#### TASK PROMPT:
Quote the material exactly from the line that contains "arched window, find" through its last line. Any pictures are to be left out.

#### RECORDS SHOWN:
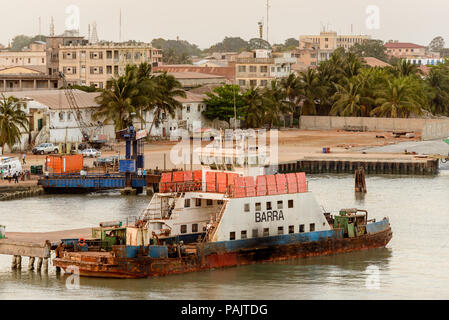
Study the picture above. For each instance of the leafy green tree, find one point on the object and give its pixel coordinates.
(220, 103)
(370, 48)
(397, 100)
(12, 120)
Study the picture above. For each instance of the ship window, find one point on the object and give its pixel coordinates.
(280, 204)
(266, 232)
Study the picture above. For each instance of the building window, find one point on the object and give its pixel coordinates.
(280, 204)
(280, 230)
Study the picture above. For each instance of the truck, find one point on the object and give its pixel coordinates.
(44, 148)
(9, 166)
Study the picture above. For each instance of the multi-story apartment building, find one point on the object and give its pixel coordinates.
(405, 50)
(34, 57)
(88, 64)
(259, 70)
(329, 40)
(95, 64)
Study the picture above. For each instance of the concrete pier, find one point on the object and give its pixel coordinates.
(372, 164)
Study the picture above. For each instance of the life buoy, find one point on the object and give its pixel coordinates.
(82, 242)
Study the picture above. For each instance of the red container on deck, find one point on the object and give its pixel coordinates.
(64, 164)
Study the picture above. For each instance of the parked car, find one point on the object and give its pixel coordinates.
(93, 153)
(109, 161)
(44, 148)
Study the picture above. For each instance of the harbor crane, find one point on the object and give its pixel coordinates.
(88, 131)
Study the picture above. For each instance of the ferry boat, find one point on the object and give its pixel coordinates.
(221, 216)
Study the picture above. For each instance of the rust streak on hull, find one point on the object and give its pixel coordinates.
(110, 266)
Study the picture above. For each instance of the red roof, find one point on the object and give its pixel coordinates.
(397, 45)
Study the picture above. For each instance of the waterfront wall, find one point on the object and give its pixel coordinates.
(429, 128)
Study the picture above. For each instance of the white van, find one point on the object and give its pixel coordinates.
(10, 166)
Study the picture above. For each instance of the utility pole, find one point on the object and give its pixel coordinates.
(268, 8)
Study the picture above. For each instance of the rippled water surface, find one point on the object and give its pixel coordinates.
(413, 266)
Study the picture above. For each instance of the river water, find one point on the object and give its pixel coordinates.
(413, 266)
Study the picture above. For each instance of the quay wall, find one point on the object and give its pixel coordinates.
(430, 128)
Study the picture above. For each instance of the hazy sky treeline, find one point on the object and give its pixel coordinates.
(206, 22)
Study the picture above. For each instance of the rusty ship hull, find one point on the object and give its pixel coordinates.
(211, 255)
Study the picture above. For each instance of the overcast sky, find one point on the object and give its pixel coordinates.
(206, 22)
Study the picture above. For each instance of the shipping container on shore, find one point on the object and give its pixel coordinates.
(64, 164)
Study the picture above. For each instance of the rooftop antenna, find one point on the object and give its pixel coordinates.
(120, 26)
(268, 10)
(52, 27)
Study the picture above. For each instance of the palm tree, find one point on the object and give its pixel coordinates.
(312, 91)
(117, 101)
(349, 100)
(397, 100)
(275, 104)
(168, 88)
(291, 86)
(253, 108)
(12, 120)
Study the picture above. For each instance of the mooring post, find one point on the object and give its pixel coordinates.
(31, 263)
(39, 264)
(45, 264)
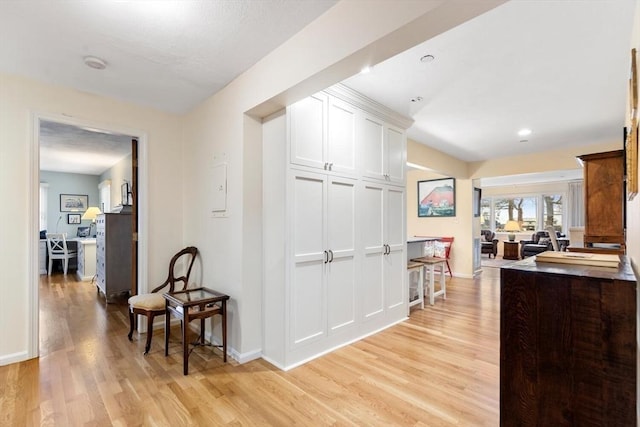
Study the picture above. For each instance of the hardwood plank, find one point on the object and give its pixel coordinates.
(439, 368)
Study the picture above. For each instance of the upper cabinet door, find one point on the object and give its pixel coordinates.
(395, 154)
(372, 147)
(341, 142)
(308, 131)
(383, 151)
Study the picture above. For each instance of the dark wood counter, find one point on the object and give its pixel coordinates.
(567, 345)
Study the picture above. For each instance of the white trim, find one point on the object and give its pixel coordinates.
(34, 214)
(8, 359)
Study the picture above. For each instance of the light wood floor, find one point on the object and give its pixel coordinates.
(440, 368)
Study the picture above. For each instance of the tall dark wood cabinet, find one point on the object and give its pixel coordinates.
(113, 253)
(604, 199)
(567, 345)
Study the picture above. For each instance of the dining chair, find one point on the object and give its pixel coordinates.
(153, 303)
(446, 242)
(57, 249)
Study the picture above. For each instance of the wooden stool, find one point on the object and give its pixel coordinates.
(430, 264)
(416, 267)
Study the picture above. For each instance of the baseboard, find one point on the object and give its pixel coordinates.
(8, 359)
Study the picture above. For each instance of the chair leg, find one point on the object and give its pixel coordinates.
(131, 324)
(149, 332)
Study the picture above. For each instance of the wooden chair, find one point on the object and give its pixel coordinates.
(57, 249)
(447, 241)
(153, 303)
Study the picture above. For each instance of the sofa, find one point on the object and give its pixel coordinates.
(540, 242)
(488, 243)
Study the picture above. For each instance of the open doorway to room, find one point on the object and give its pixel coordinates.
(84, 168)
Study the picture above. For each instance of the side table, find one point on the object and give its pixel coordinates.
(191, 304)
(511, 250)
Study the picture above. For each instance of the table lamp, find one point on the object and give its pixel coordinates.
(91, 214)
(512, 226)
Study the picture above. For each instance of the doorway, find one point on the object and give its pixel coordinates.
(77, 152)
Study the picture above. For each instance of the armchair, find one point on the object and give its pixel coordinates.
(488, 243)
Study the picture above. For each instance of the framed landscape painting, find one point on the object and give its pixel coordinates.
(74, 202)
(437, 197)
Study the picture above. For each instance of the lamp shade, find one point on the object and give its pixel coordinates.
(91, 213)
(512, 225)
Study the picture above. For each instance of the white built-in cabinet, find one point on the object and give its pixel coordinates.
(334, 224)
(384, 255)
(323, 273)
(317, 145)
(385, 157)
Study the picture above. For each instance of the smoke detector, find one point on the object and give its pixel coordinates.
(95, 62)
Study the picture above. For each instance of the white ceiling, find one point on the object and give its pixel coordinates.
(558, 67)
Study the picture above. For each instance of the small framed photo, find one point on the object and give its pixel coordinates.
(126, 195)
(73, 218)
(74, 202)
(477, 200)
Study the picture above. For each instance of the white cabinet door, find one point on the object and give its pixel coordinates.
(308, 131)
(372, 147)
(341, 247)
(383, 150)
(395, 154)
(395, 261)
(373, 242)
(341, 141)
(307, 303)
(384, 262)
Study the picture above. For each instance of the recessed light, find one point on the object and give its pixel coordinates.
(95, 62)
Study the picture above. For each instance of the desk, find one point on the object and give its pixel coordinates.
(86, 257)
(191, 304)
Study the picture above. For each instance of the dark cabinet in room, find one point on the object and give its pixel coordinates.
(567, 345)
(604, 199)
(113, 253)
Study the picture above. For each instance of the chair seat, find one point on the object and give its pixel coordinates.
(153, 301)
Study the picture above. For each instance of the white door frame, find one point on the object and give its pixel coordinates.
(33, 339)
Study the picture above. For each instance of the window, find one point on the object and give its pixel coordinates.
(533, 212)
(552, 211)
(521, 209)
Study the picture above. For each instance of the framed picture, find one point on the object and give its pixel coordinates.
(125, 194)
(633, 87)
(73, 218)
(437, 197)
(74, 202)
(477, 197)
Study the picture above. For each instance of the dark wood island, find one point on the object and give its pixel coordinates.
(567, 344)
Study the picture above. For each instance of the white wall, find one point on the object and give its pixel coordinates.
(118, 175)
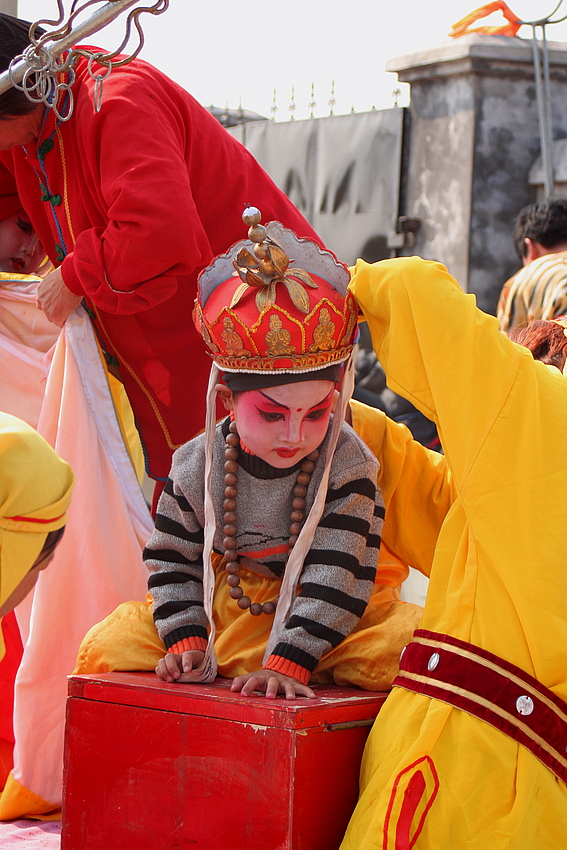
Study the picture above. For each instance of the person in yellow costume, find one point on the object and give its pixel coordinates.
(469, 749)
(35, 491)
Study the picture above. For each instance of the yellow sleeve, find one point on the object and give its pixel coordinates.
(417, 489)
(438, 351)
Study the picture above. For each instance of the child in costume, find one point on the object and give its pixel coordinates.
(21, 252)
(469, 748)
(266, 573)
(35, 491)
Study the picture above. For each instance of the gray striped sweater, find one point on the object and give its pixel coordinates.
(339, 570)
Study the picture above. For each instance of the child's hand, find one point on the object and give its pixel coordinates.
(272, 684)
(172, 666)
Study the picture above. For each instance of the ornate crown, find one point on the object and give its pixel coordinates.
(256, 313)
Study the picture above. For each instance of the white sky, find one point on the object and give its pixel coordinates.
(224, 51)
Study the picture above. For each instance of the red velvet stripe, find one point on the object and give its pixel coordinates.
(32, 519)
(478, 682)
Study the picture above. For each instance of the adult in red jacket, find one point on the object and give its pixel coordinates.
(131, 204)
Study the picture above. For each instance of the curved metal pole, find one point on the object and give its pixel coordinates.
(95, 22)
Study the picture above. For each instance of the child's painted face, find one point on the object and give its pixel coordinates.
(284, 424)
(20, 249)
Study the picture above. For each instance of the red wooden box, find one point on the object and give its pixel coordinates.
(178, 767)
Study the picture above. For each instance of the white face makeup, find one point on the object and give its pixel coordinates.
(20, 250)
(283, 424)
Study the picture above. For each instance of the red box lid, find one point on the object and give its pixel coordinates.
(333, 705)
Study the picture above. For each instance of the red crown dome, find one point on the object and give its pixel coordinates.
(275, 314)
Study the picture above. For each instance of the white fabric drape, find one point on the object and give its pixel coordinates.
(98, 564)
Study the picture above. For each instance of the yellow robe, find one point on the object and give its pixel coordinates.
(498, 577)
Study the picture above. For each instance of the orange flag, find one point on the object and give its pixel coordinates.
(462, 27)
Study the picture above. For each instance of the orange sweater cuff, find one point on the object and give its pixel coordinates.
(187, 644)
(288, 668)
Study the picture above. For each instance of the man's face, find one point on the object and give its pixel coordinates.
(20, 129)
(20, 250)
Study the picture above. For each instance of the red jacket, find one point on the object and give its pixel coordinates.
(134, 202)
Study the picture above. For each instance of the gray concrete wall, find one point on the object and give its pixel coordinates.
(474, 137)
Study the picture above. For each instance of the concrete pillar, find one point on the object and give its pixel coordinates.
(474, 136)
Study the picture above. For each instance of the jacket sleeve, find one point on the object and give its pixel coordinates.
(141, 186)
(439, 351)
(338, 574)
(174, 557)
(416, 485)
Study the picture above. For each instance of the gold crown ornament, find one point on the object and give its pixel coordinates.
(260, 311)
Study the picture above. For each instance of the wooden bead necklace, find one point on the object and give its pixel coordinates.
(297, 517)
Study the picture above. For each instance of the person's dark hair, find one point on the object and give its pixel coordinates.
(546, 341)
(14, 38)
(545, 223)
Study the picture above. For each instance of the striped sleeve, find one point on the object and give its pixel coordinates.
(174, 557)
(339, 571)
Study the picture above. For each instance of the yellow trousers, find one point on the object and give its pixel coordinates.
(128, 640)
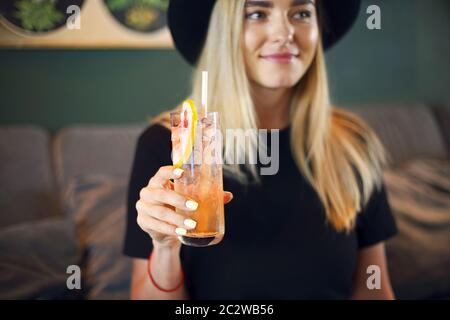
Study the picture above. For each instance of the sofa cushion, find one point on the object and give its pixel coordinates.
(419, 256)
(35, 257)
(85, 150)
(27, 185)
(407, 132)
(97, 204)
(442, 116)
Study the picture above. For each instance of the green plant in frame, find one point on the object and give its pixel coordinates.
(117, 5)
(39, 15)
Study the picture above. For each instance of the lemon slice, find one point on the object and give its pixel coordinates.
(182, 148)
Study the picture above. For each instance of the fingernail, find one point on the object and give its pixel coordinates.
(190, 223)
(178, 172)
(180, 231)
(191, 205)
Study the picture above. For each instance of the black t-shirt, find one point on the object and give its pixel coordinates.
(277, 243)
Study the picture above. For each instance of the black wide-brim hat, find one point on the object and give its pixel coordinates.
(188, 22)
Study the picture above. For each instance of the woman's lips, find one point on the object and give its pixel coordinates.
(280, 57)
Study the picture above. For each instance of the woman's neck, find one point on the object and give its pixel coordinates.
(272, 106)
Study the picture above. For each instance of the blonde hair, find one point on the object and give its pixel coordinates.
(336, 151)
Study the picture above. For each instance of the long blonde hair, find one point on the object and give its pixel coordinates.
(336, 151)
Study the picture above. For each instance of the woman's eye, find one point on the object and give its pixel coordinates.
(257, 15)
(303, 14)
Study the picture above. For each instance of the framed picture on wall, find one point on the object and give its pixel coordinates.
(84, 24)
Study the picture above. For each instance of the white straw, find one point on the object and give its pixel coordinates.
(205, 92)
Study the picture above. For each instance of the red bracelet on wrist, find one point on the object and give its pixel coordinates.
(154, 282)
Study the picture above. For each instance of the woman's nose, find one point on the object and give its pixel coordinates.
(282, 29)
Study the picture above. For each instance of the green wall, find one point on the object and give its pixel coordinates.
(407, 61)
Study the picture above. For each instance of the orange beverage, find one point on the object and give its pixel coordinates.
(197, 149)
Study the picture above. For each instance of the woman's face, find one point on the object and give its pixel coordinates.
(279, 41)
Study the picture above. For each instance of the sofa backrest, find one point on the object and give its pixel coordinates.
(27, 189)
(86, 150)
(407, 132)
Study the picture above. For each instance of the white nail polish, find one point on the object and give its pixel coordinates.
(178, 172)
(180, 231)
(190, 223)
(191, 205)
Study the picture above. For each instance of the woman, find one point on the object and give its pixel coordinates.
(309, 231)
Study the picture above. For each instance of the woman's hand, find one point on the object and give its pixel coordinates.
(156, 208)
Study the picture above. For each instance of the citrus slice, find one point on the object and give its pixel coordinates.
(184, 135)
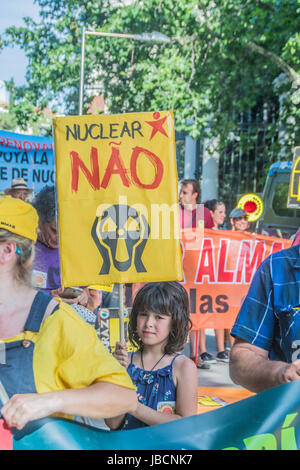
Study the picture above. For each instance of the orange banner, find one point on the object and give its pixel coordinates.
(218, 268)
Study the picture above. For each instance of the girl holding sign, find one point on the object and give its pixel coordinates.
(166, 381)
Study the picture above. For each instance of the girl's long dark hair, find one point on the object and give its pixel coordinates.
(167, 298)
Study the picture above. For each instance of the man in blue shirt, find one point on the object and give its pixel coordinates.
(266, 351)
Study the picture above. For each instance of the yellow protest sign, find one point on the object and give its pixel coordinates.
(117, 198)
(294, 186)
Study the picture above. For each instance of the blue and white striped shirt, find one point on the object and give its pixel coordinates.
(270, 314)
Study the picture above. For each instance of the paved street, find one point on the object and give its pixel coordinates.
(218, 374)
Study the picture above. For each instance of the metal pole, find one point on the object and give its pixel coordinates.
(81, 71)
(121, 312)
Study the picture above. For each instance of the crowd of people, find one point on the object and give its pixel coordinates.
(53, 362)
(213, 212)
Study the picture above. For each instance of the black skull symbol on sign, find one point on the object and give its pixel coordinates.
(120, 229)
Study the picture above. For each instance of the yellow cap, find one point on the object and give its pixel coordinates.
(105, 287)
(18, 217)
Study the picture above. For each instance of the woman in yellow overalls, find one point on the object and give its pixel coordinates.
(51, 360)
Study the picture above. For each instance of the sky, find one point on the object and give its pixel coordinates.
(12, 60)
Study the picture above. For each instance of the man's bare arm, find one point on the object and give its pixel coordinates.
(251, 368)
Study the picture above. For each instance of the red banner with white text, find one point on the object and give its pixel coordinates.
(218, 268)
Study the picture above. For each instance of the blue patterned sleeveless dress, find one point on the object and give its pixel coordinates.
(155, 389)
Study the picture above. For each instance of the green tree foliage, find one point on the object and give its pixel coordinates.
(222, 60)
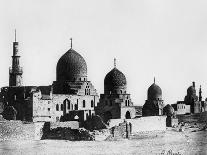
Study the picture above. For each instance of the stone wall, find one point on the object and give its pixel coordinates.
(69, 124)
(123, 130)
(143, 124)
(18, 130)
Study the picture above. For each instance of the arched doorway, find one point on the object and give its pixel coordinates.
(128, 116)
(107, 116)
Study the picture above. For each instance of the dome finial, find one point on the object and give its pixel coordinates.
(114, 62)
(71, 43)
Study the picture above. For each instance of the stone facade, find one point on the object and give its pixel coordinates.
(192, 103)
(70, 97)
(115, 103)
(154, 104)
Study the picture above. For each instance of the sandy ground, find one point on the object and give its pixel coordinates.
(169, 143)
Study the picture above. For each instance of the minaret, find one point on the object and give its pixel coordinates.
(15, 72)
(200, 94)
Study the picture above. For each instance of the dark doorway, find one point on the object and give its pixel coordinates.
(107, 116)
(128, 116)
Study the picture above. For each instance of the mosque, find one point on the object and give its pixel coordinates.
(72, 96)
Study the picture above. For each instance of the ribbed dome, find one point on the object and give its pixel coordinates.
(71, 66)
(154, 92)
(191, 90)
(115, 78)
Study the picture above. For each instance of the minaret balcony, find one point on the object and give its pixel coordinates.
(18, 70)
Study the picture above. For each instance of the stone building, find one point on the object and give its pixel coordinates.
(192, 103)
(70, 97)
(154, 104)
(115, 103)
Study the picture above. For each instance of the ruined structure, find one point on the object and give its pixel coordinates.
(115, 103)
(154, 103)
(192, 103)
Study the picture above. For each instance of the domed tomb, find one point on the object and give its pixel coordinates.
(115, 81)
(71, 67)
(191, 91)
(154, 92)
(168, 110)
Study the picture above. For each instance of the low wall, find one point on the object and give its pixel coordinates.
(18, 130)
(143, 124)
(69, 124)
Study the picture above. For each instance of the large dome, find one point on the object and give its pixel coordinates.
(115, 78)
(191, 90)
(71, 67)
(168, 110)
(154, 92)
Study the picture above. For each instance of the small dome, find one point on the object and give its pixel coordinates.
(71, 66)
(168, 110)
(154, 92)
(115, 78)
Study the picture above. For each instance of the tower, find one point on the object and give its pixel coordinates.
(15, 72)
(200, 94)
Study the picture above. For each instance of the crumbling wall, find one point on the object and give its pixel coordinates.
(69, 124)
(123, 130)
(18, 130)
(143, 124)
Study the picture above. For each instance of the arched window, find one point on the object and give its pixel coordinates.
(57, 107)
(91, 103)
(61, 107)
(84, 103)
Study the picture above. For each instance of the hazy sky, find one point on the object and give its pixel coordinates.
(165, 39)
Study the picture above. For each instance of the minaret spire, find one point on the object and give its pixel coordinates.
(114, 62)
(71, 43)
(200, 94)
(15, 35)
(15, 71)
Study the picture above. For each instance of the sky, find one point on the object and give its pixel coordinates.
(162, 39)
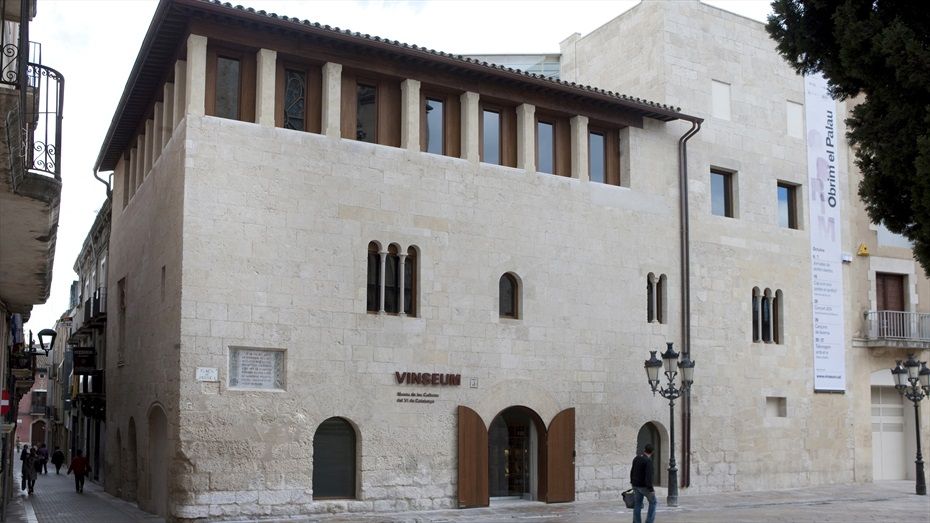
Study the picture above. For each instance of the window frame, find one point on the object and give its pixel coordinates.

#### TASK ANSWER:
Study the picture above. For each instance of the arched window, find one point on the object and give its pixel coordinates.
(57, 107)
(91, 103)
(61, 107)
(84, 103)
Study the picture above. For each instance of the hazy sky, find one point on the object and give its pixel coordinates.
(165, 39)
Study the picture above. For each instance of the minaret spire, find one point on the object and give its pixel coordinates.
(114, 62)
(71, 43)
(200, 94)
(15, 35)
(15, 71)
Study the picture above. For each instance of the sky, find one point on the object and give its pixel coordinates.
(162, 39)
Study the picture above. For each instance of the window frame, find one point on the object and give its pixel coordinates.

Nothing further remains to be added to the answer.